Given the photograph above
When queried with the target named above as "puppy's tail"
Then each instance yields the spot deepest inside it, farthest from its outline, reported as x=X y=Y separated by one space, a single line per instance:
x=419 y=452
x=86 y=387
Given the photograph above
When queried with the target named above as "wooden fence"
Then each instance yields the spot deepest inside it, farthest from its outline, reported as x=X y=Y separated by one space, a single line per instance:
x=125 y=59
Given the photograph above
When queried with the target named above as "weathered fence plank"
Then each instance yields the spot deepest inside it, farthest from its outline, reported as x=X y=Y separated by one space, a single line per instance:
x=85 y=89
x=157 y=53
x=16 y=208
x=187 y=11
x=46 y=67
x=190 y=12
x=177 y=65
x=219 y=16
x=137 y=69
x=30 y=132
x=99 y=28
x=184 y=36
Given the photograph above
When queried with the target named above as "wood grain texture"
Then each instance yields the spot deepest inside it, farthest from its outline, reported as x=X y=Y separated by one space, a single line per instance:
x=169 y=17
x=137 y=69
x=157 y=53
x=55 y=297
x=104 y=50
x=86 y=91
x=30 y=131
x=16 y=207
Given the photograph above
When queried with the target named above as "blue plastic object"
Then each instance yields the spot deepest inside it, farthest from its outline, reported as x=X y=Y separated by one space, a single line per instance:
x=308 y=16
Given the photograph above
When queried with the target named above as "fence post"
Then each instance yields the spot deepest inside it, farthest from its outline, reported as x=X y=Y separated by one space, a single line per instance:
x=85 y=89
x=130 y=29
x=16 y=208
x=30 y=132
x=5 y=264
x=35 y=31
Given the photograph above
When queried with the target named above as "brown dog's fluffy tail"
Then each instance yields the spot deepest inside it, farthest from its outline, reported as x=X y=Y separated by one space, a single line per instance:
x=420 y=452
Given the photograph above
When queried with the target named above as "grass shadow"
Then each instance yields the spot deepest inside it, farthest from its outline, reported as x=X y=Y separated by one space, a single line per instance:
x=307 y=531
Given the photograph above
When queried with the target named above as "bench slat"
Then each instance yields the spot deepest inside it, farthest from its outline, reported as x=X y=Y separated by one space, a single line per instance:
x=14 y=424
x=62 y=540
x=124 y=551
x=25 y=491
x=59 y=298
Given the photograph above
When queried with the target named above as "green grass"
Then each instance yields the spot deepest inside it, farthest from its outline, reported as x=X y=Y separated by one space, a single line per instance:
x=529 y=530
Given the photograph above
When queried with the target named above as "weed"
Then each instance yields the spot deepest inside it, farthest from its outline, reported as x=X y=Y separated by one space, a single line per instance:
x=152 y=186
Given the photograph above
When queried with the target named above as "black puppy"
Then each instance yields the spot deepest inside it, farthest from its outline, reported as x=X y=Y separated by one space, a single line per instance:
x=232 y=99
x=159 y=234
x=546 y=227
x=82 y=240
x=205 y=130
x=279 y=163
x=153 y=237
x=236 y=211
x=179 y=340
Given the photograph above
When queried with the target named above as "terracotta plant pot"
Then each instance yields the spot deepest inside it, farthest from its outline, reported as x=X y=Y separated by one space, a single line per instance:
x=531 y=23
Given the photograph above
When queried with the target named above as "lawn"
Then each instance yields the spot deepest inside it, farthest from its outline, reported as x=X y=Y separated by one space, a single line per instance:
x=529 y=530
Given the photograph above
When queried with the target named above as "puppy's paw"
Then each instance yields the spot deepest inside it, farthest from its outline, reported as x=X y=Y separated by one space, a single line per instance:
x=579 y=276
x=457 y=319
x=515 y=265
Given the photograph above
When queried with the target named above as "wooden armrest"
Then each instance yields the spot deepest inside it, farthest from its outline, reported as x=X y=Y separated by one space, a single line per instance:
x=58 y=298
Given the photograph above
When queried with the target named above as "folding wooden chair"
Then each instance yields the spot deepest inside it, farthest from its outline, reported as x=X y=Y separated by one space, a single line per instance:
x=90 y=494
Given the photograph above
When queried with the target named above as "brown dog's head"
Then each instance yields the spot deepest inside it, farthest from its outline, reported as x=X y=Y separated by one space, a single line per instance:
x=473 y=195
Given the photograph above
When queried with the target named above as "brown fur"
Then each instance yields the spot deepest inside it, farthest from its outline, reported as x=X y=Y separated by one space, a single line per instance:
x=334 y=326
--
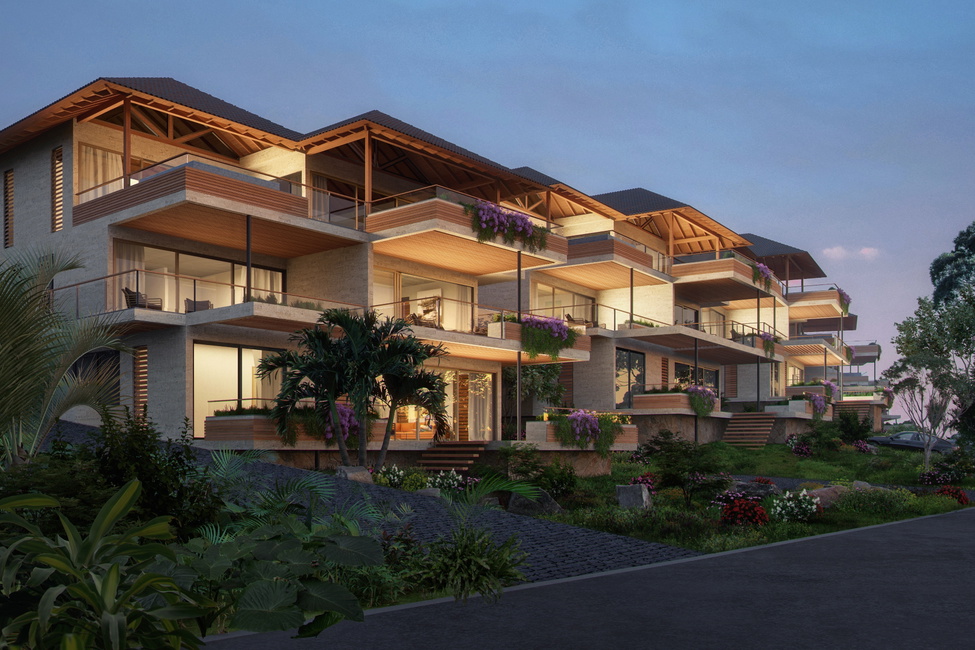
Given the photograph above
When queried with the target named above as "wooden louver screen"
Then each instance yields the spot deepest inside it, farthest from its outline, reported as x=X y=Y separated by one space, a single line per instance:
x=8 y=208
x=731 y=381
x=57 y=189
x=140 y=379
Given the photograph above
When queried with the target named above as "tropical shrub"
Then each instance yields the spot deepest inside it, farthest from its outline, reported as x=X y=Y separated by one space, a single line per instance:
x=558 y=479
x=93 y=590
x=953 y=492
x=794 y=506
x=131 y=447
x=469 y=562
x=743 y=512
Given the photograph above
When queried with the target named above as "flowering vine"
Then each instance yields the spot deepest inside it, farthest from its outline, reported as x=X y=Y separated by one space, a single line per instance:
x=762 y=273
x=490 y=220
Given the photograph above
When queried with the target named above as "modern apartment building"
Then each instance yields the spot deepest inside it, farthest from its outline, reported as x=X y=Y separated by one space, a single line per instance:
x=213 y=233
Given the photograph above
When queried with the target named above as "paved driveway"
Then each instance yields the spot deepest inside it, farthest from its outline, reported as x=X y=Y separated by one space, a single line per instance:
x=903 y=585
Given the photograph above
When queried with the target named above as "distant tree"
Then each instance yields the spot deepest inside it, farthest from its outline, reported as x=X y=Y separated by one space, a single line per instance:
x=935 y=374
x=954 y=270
--
Read through the listing and copy each line in which the word "fence" occurs.

(SOLVED PROBLEM)
When queried with the target named above as "wooden fence"
When queried with the target named above as "weathered fence plank"
When queried with the target named above as "fence post"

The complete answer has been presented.